*What to work on*:
a) Write out the passage of the mollusk lecture notes from "- Mollusks range" to "and terrestrial environments.".
b) According to the mollusk lecture notes, what is the short duct that squid expel water through when they swim?

*Text section*:
LECTURE NINE: PHYLUM MOLLUSCA
- The Mollusca are eucoelomate, protostomes, lophophorates, bilaterally symmetrical, cephalized, and have a complete gut. They are not segmented.
- There are 80,000 or more living species of mollusks, and because of their shells, they also probably have the best fossil record of any group (about 35,000 species).
- Mollusks range in size from microscopic bivalves to giant squids 60 feet or more in length. They inhabit all marine and many freshwater and terrestrial environments.
- There are eight classes of mollusks, but we will cover four:
- Polyplacophora chitons
- Gastropoda snails and slugs
- Bivalvia clams, mussels, etc.
- Cephalopoda squids, octopuses
Structure
- The basic molluscan body plan (and perhaps ancestral body plan) is like a sandwich. The bulk of the animal, including the head and all the internal organs, is the visceral mass, and is the middle of the sandwich.
- Under the visceral mass is a muscular foot, and over the visceral mass is a heavy sheet of tissue called the mantle. The mantle may secrete a calcium carbonate shell on its top side.
- At the rear of the animal, the mantle extends beyond the visceral mass and creates a cavity called the mantle cavity. The mantle cavity contains gills known as ctenidia.
- In snails, a process called torsion has twisted the visceral mass so that the anus is near the mouth. In slugs, squid and octopi, the shell has disappeared or become reduced. In clams, the shell has become two hinged pieces that drape down on either side of the animal, and the foot extends from between the shells.
Locomotion
- Snails and chitons crawl using ripples of muscular contraction in their foot.
- Bivalves are more sedentary, and use the foot to burrow into sediments. A few bivalves, like scallops, can flutter their shells and actually swim for a short distance.
- Octopuses crawl on the sea floor, and squid swim in the open water by taking water into their mantle cavity and then expelling it through a short duct called a siphon.
Feeding
- There are two basic types of feeding that occur among the species of mollusks – predation (both herbivorous and carnivorous) and filter feeding.
- A scraping organ called the radula may be used to scrape up algae, to bore into the shells of other mollusks, or to deliver poison, as in the cone shells.
- Many aquatic mollusks, the bivalves in particular, are filter feeders, using a water current across the gills to simultaneously trap food particles and exchange gases.

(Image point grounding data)
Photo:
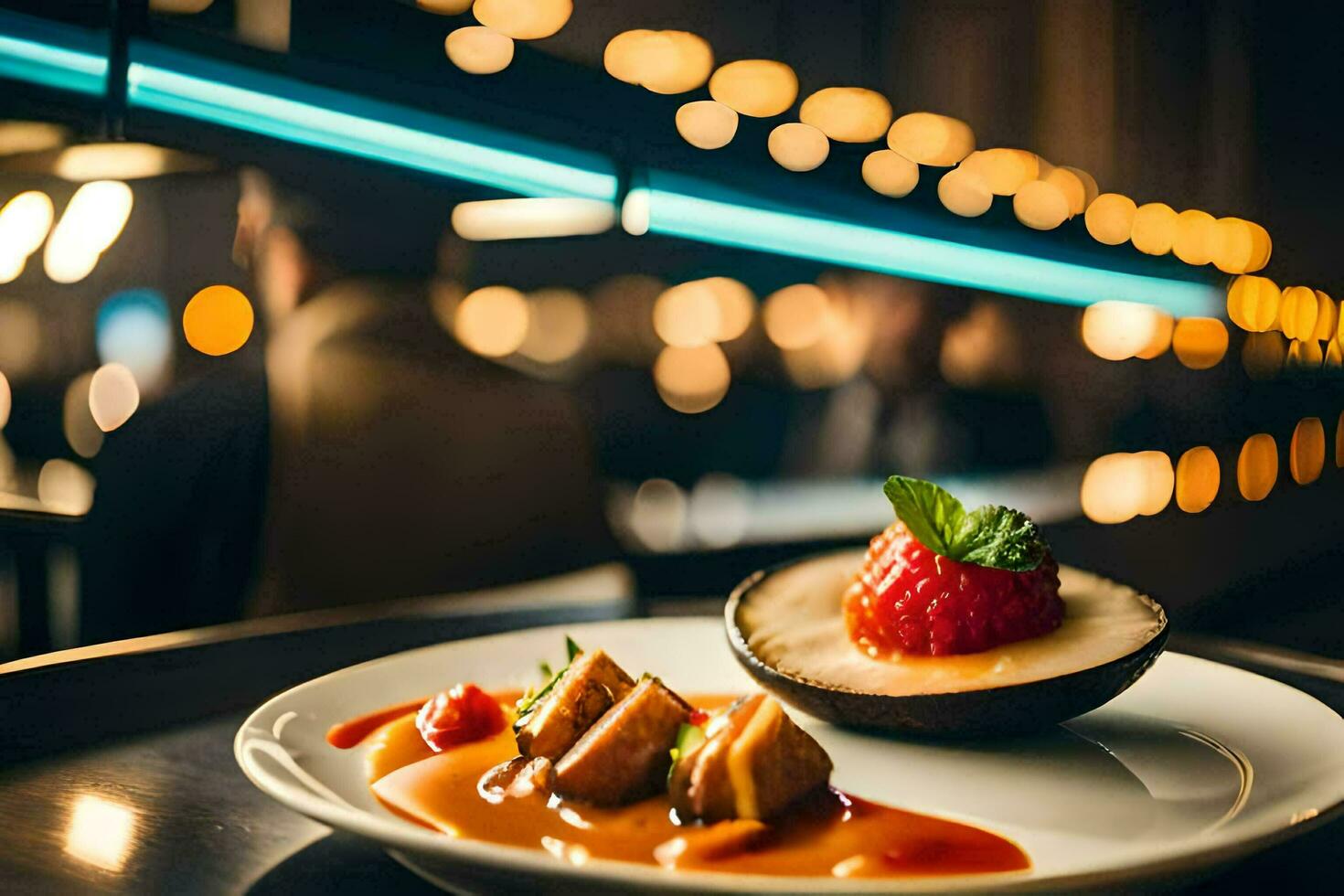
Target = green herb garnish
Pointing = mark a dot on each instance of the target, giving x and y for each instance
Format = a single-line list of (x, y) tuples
[(687, 739), (531, 698), (988, 536)]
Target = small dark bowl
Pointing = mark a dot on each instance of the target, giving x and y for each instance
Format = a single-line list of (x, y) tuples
[(1011, 709)]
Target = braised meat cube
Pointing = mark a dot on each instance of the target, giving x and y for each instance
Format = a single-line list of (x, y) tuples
[(699, 784), (589, 687), (626, 753), (752, 764)]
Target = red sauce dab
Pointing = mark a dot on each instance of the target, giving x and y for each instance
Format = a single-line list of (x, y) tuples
[(907, 600), (459, 716), (827, 835)]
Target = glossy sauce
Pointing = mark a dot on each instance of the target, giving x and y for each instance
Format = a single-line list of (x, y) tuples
[(828, 835)]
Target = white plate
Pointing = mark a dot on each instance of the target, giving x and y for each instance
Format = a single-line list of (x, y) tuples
[(1195, 764)]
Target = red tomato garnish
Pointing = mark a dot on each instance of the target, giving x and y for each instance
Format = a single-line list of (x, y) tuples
[(459, 716)]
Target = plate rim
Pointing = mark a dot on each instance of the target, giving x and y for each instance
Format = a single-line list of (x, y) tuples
[(392, 833)]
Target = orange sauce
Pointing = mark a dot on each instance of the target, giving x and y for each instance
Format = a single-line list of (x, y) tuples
[(827, 835)]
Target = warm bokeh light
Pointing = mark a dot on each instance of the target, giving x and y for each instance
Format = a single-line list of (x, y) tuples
[(65, 488), (180, 7), (1117, 331), (1004, 171), (1153, 229), (20, 337), (1297, 312), (795, 317), (1307, 450), (1194, 240), (1327, 317), (101, 832), (1110, 219), (1041, 205), (1253, 303), (1304, 355), (133, 329), (1257, 466), (846, 334), (1333, 355), (445, 7), (532, 218), (798, 146), (757, 88), (479, 50), (636, 211), (1072, 186), (657, 515), (1264, 355), (557, 325), (737, 306), (691, 380), (706, 123), (890, 174), (91, 222), (1199, 341), (964, 192), (847, 114), (80, 430), (218, 320), (1161, 338), (1157, 484), (113, 397), (1198, 478), (1232, 245), (623, 57), (930, 139), (525, 19), (687, 316), (492, 321), (25, 223)]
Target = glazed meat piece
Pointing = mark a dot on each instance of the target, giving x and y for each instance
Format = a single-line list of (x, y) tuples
[(699, 784), (589, 687), (752, 763), (517, 778), (626, 753)]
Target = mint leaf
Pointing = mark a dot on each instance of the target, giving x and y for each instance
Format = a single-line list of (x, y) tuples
[(1000, 538), (930, 512), (989, 536)]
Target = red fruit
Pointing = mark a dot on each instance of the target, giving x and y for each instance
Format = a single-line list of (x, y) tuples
[(459, 716), (907, 600)]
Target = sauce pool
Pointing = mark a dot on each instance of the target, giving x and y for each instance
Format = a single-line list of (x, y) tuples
[(828, 835)]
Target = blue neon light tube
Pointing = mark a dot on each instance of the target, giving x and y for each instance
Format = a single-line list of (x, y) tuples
[(53, 54), (289, 109), (687, 208)]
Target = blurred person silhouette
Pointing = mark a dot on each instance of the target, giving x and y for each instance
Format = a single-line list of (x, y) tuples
[(400, 464), (349, 452), (943, 387)]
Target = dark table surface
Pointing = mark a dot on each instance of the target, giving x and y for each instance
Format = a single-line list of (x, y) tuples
[(136, 739)]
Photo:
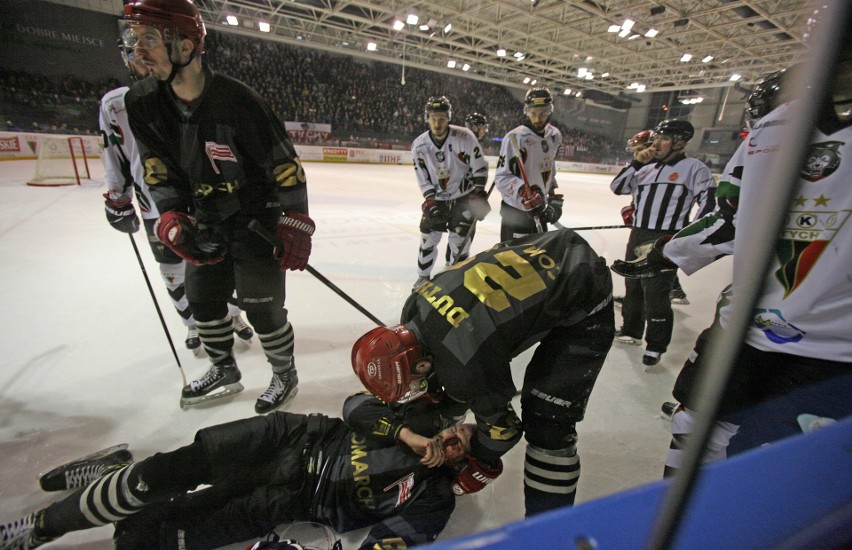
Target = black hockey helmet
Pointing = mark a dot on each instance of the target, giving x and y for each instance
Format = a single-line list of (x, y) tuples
[(678, 130), (437, 104), (765, 96), (171, 17)]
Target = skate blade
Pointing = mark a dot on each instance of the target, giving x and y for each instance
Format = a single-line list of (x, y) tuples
[(96, 454), (224, 391)]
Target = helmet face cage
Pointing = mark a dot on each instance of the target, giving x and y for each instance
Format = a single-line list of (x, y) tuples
[(437, 104)]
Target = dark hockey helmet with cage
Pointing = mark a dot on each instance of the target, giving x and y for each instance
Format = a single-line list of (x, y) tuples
[(677, 130), (169, 16), (438, 104), (765, 96), (384, 360)]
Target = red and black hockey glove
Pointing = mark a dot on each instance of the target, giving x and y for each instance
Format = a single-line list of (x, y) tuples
[(649, 261), (478, 203), (475, 476), (121, 215), (294, 232), (532, 199), (627, 214), (182, 234)]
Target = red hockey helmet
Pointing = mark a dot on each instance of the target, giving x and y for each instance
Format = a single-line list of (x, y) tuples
[(385, 359), (179, 15)]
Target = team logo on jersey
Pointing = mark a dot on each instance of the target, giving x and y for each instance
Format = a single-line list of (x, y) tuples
[(218, 152), (772, 323), (405, 485), (823, 159)]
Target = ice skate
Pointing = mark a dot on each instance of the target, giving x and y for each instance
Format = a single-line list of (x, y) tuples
[(242, 329), (84, 470), (220, 381), (419, 282), (20, 535), (282, 387), (678, 297), (193, 342)]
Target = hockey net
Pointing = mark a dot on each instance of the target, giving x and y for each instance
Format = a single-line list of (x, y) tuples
[(61, 161)]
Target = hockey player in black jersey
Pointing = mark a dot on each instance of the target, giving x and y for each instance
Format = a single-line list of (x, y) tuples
[(461, 330), (215, 158), (372, 468)]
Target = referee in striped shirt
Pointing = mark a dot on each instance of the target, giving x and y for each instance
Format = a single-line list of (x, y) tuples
[(665, 185)]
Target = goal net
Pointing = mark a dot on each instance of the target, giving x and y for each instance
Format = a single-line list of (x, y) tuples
[(61, 161)]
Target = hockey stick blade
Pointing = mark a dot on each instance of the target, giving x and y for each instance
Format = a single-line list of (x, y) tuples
[(264, 234)]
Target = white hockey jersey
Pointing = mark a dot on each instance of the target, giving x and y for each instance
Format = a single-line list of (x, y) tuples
[(121, 160), (539, 160), (446, 172), (806, 306)]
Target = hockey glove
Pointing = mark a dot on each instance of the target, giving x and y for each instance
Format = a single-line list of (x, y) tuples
[(553, 211), (475, 476), (478, 204), (627, 214), (649, 261), (532, 199), (182, 234), (294, 232), (121, 215)]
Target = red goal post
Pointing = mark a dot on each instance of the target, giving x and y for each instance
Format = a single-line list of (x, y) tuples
[(61, 161)]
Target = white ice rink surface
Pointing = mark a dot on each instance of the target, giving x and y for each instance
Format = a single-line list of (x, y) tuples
[(85, 363)]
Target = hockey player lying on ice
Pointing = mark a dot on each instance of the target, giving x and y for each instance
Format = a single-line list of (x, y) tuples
[(263, 471)]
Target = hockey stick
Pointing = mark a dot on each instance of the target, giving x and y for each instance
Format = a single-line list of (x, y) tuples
[(514, 139), (157, 306), (622, 226), (255, 226), (469, 236)]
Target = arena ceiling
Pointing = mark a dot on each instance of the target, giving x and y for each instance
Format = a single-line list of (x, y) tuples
[(549, 41)]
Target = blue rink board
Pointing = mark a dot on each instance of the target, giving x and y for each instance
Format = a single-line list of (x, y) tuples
[(794, 494)]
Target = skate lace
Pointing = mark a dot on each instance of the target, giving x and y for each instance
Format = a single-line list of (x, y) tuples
[(209, 377), (276, 388), (78, 477)]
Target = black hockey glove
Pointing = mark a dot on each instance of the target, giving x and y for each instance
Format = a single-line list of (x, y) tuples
[(553, 210), (121, 215), (649, 261)]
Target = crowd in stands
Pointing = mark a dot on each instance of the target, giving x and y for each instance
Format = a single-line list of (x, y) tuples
[(363, 101)]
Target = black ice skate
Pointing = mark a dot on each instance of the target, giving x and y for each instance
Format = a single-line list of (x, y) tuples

*Responses to the tasks*:
a)
- Mollusks range in size from microscopic bivalves to giant squids 60 feet or more in length. They inhabit all marine and many freshwater and terrestrial environments.

b) A siphon.